### Kaynak metin:
↓
Babadan Galatasaraylı

10 yaşından bu yana ajansa bağlı olmanıza rağmen görüşmelere gitmiyormuşsunuz. Oyuncu olma hevesiniz mi yoktu?   

- Oyuncu olma hevesim vardı. Çocukluğumdan bu yana tiyatroda oynuyorum. Ajansa kaydolmam da tiyatro hocam sayesinde oldu. Şişli Terakki’deki tiyatro hocam, arkadaşı Tümay Özokur’u bir oyunumuza davet etmiş. Tümay Hanım beni çok beğenmiş. O dönem Portakal Ajans’ı açıyordu, bir anlaşma yaptık. Ve o anlaşma her beş yılda bir yenilendi.
    
“Pis Yedili”ye nasıl dahil oldunuz?

- Tümay Hanım’la çok yakın oturuyorduk. Bir gün Gani Müjde’yle toplantı yaptığını, Cimbom karakterinin bana çok uygun olduğunu söyledi. Ben de üniversitenin sonuna gelmiştim ve bölümümden de çok uzaklaşmıştım. Seçmelere katılmaya karar verdim, iki-üç görüşme yaptıktan sonra diziye dahil oldum. Daha önce “Hayat Bilgisi”nde de beş bölüm Cem Özer’in Afet Hoca’dan ders alan kızını oynamıştım. Kısmetim Gani Müjde’ymiş meğerse...

Okuldan neden uzaklaşmıştınız?

- Beklediğim gibi çıkmadı üniversite hayatı. Sanata ilgi duymaya başladım. Sanat tarihi kurslarına gidiyordum. Sonra bir galeride işe gireyim dedim. Dreamart Sanat Galerisi’ne girdim. Ama işin ticari yanıyla sanat tarihinin alakası yokmuş, onu gördüm.
↑
### Toplanan veriler:
↓
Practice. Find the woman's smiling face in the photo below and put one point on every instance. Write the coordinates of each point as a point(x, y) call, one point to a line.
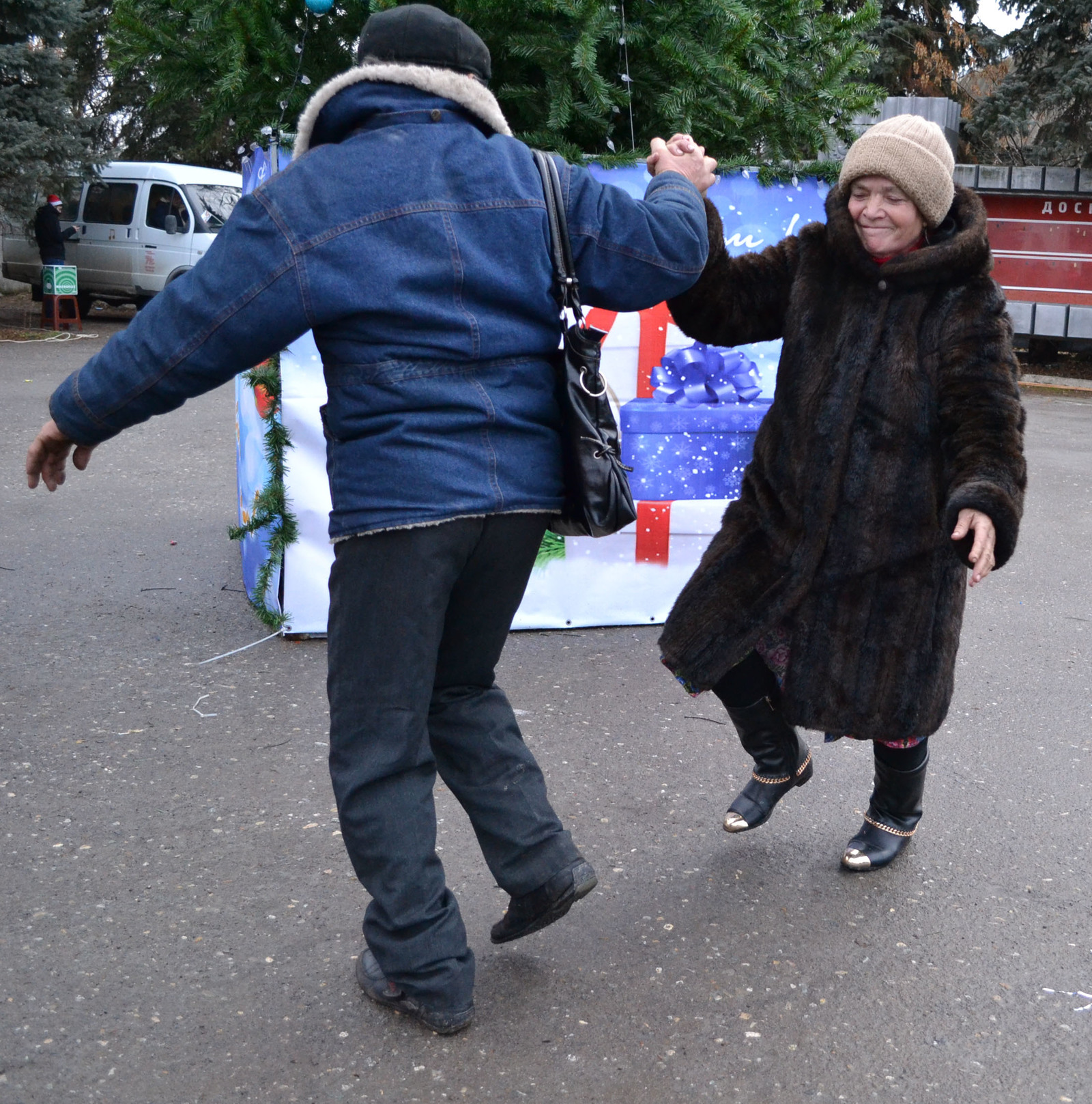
point(886, 218)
↑
### Görev tanımı:
Kaynak metnin "- Beklediğim gibi" ile başlayıp "yokmuş, onu gördüm." sözlerine kadar süren bölümünü lütfen yeniden yazın ve bu bölümde "kurslarına" yerine "derslerine" koyun.

### Yazılı yanıt:
- Beklediğim gibi çıkmadı üniversite hayatı. Sanata ilgi duymaya başladım. Sanat tarihi derslerine gidiyordum. Sonra bir galeride işe gireyim dedim. Dreamart Sanat Galerisi’ne girdim. Ama işin ticari yanıyla sanat tarihinin alakası yokmuş, onu gördüm.